A jury found Cristhian Bahena Rivera guilty of First Degree Murder back in May. Before he was given his sentence, Judge Joel Yates said, “you and you alone forever changed the lives of those who loved Mollie Tibbetts and for that, you and you alone will receive the following sentence.”

Bahena Rivera declined his chance to speak during the sentencing, but a victim impact statement was read on behalf of Laura Calderwood, Tibbetts’ mother. Calderwood said Bahena Rivera took many big milestones away from Mollie and her loved ones when he killed her.

“Mollie was a young woman who simply wanted to go for a quiet run on the evening of July 18 and you chose to violently and sadistically end that life,” Calderwood wrote.

“Because of your act, Dalton Jack will never get to give Mollie the engagement ring he had purchased for her. Because of your act, Mollie’s father Rob will never get to walk his only daughter down the aisle. Because of your act, I will never get to see my daughter become a mother,” Calderwood’s statement continued.

Tibbetts went missing while out for a run in her hometown of Brooklyn, vanishing on a rural road outside her hometown of Brooklyn, Iowa, population 1,700, while out for a run on July 18, 2018. Family members and co-workers feared something was wrong when Tibbetts did not show up for her summer job at a daycare the next morning.

Hundreds of volunteers and law enforcement officers searched for weeks but came up empty. Investigators began focusing on Bahena Rivera, who worked under an alias at a nearby dairy farm, after finding a homeowner’s surveillance video that appeared to show his Chevy Malibu repeatedly driving past Tibbetts while she ran.

After a lengthy interrogation, Bahena Rivera led authorities to a cornfield where he had buried Tibbetts’ body under leaves and stalks. Only her bright running shoes were visible. An autopsy found she had been stabbed several times.

Bahena Rivera told investigators that he approached Tibbetts because he found her attractive, and that he fought her after she threatened to call the police. He said he then blacked out and came to as he was driving with her body in his trunk.

Bahena Rivera’s lawyers argued that his confession was false and coerced, and their client gave surprise testimony at trial sharing a different account. Bahena Rivera testified that two masked men kidnapped him from his trailer at gunpoint, made him drive while they attacked Tibbetts, instructed him on where to dispose of her body, and told him to stay quiet or that his young daughter and ex-girlfriend would be killed.

Stored data:
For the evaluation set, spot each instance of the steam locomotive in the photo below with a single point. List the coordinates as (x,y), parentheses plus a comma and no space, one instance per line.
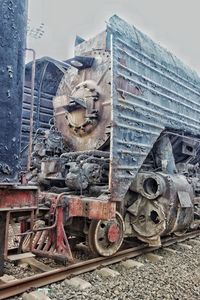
(123,144)
(116,142)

Actions to take:
a) In the news report above, where did Tibbetts have her summer job?
b) Copy word for word the part of the news report starting at "Tibbetts went missing" and ending at "the next morning.".

Outputs for the tasks:
a) At a daycare.

b)
Tibbetts went missing while out for a run in her hometown of Brooklyn, vanishing on a rural road outside her hometown of Brooklyn, Iowa, population 1,700, while out for a run on July 18, 2018. Family members and co-workers feared something was wrong when Tibbetts did not show up for her summer job at a daycare the next morning.